(Spatial localization data)
☆ ☆ ☆

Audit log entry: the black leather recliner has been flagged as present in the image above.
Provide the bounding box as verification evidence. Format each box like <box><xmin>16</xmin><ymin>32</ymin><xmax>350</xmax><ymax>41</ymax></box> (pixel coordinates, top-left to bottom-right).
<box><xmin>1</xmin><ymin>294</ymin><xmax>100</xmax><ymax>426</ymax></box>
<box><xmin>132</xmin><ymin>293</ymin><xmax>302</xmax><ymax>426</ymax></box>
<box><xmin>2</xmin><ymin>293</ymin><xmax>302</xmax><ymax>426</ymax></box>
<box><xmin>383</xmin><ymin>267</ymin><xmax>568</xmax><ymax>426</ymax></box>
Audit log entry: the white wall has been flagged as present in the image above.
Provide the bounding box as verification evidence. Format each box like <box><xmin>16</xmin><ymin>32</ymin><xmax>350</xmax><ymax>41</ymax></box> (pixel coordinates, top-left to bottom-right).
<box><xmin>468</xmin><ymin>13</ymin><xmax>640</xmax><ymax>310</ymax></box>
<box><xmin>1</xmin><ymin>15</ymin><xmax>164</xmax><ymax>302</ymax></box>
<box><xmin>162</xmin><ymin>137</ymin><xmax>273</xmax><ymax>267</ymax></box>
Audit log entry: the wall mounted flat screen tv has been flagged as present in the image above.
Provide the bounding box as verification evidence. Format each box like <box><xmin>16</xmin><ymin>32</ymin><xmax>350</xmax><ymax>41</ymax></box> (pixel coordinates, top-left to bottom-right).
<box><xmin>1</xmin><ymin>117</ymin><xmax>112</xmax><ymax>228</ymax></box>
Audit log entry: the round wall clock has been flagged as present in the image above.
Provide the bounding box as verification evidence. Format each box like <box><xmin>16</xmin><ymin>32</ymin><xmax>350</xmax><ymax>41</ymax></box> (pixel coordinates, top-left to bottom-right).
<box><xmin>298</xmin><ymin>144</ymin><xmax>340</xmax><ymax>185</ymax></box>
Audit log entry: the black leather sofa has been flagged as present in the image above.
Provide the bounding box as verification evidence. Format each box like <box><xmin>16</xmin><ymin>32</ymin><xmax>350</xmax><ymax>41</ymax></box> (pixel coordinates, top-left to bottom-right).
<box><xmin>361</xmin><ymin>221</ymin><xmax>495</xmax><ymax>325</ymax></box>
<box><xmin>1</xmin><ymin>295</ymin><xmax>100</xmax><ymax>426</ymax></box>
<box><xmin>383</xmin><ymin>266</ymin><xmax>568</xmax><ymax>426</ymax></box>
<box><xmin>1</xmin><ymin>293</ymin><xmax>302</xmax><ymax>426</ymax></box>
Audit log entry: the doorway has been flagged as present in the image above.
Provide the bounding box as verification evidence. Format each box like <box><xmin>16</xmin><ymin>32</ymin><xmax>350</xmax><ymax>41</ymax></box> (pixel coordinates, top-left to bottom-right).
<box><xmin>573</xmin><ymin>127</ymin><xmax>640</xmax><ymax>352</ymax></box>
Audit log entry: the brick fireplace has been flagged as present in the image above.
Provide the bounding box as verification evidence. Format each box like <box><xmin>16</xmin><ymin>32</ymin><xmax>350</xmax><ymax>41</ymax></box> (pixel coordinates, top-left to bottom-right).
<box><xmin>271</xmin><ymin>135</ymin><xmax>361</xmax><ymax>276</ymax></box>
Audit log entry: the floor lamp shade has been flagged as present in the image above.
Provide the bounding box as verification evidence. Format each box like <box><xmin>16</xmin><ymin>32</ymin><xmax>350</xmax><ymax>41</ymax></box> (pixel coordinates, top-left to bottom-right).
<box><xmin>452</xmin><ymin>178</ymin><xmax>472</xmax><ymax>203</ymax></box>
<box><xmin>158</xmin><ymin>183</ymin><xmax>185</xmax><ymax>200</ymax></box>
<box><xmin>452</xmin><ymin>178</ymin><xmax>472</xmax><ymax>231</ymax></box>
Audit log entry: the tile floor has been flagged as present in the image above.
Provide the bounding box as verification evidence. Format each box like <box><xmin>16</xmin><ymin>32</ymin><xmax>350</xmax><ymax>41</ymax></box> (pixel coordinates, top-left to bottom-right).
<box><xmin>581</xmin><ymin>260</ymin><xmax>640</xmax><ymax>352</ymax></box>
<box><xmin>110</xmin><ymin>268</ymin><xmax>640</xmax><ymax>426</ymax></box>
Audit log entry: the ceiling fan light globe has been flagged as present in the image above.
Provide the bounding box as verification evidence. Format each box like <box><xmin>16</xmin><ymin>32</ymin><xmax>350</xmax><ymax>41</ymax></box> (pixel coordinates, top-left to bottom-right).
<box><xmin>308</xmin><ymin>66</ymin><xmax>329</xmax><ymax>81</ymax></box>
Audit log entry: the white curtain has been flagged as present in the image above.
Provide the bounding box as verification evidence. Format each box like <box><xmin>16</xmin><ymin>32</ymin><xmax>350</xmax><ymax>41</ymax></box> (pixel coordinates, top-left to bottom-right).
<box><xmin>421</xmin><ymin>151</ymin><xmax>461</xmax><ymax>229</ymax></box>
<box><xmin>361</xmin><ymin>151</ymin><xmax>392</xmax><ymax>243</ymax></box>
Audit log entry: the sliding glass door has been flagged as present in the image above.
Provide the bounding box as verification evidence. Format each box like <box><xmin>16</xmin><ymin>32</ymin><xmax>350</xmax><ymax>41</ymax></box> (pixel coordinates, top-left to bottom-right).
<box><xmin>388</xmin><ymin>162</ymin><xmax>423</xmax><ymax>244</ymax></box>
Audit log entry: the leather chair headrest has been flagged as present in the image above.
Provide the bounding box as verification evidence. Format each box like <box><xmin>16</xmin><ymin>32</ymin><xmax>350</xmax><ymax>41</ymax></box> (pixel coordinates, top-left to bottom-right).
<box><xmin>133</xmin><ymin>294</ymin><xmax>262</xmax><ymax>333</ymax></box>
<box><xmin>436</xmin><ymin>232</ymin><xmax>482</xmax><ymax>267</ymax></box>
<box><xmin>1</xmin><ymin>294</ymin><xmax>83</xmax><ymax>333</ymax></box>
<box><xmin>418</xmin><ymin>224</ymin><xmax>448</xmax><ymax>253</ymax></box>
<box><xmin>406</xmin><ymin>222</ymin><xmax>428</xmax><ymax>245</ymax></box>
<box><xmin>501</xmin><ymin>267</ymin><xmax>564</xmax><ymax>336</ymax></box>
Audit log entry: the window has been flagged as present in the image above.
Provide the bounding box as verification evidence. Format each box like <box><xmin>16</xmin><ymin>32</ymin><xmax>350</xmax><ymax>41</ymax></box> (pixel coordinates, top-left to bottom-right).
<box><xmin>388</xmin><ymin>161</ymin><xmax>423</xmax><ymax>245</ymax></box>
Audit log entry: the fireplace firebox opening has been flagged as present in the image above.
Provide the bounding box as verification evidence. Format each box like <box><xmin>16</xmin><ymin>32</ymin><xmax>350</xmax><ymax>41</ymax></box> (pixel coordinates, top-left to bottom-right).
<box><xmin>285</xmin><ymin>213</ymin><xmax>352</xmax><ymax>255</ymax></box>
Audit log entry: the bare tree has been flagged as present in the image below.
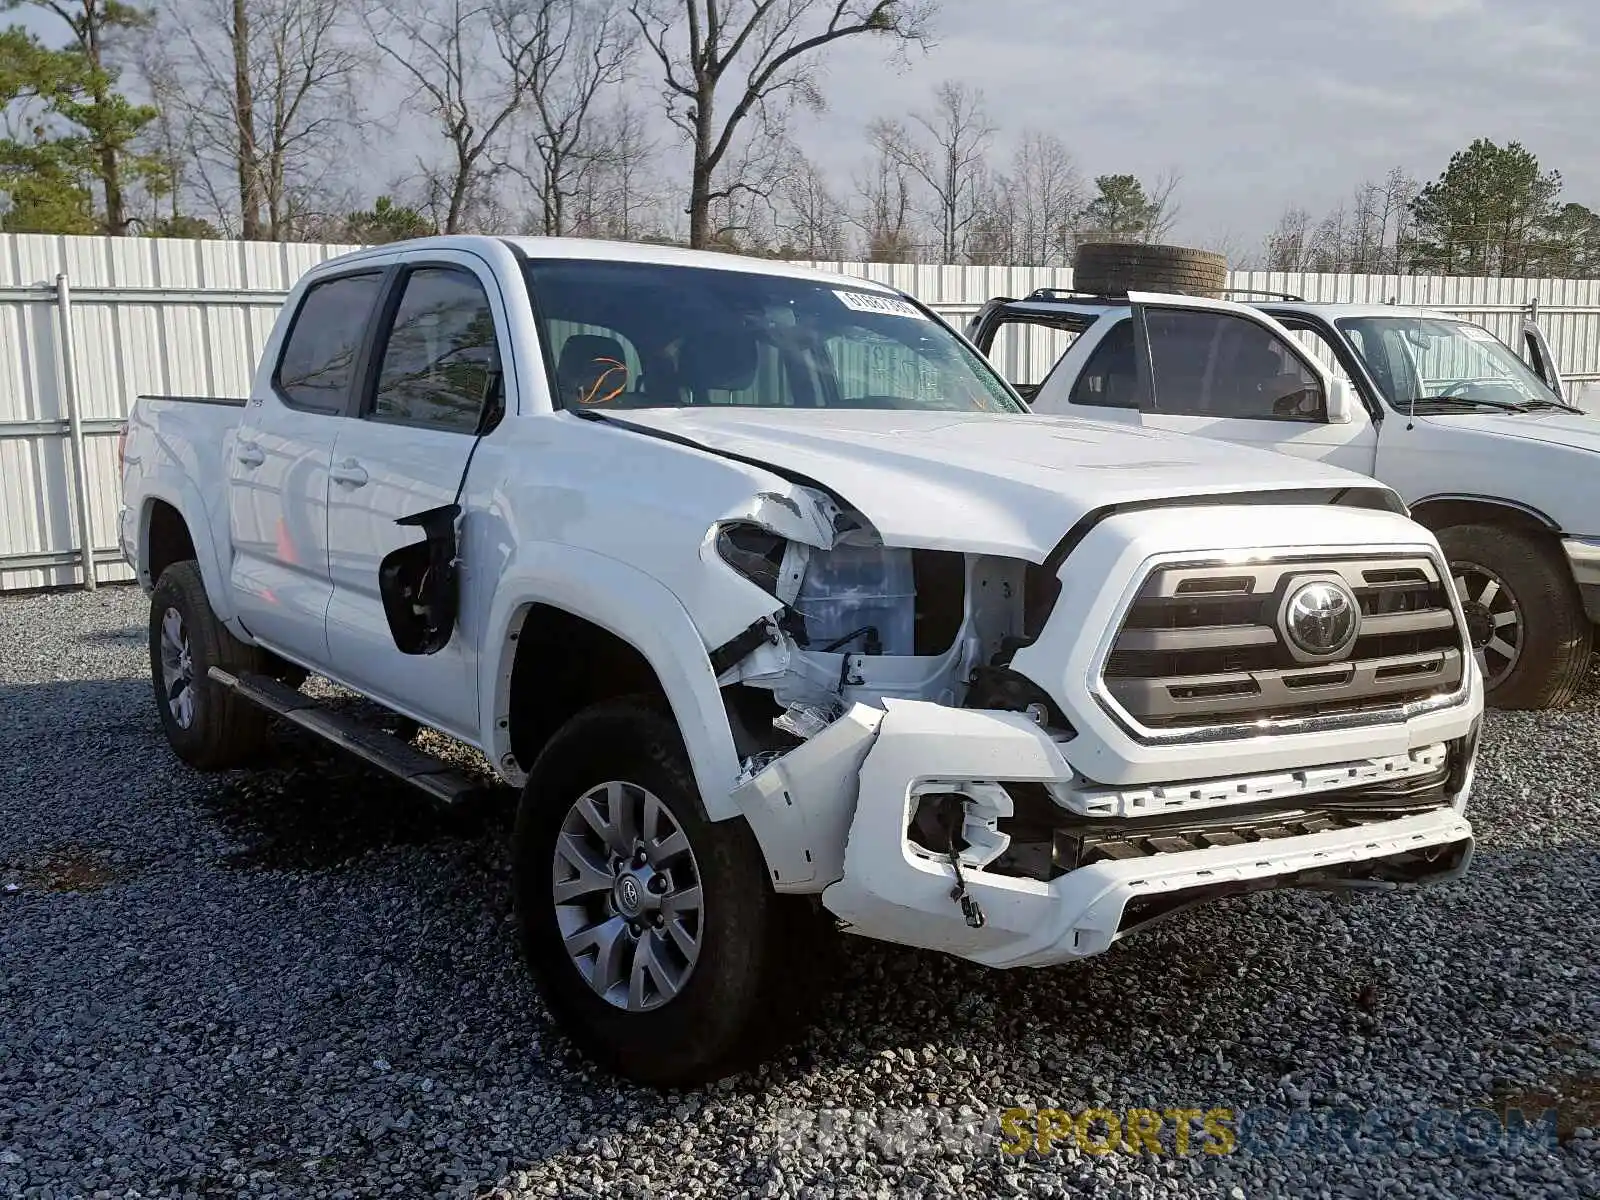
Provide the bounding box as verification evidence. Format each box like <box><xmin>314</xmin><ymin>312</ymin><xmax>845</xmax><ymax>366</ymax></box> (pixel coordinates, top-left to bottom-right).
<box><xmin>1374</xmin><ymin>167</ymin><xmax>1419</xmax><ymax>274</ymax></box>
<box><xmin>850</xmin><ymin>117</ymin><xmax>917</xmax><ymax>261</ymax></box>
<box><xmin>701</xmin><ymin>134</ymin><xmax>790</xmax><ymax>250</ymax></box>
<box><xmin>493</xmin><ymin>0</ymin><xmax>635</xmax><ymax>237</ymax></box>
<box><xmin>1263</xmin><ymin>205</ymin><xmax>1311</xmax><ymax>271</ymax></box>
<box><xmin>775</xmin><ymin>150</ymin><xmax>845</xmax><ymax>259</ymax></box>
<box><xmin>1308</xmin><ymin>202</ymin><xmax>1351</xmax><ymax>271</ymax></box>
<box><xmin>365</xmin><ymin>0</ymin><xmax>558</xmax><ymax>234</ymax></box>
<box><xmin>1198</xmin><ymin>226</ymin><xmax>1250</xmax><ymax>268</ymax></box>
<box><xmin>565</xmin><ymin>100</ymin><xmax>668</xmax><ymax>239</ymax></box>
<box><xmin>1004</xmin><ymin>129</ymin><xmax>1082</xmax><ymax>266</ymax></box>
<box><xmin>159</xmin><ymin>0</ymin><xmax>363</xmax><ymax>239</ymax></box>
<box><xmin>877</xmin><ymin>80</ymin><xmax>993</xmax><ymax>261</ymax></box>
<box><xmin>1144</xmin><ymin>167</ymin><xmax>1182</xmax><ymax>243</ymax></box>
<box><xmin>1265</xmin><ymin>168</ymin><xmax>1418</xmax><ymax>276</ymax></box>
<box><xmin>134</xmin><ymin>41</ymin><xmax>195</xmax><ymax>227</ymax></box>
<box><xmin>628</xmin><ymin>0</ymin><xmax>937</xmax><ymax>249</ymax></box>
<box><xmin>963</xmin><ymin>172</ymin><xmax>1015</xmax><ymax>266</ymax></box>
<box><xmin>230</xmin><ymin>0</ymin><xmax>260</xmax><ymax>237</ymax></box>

☆ ☆ ☆

# Action item
Determine how many lines above contain "floor" and respond with that number only.

# Output below
2